§ **GIVEN TASK**
Please rewrite the lines below, from the very first one through the line containing "(132, 23), (147, 33)", putting "short black hair" in place of "short dark hair" and leaving everything else unchanged.

** BEGIN MATERIAL **

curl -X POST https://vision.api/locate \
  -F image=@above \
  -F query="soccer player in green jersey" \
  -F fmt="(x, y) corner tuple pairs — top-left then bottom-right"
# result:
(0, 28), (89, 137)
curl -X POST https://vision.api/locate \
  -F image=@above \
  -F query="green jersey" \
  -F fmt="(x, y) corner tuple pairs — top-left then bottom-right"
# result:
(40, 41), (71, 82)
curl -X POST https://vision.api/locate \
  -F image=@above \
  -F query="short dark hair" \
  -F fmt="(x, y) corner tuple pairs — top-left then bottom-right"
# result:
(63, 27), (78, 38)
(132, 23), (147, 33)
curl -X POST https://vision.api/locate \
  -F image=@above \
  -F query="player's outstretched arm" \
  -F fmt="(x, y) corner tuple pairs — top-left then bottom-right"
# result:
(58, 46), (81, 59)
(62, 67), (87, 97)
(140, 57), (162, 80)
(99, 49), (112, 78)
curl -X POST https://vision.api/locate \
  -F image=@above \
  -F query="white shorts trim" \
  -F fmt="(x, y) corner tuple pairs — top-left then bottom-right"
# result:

** END MATERIAL **

§ **REPLY**
curl -X POST https://vision.api/locate \
  -F image=@above \
  -F query="soccer player in green jersey" \
  -F fmt="(x, y) corner tuple pairs — top-left then bottom-right"
# result:
(0, 28), (89, 137)
curl -X POST https://vision.api/locate \
  -F image=@above \
  -F query="green jersey" \
  -F fmt="(x, y) corner tuple pairs — top-left then bottom-right"
# result:
(40, 41), (71, 82)
curl -X POST https://vision.api/locate \
  -F image=@above \
  -F query="short black hair" \
  -F fmt="(x, y) corner tuple pairs — top-left then bottom-right"
# result:
(63, 27), (78, 38)
(132, 23), (147, 33)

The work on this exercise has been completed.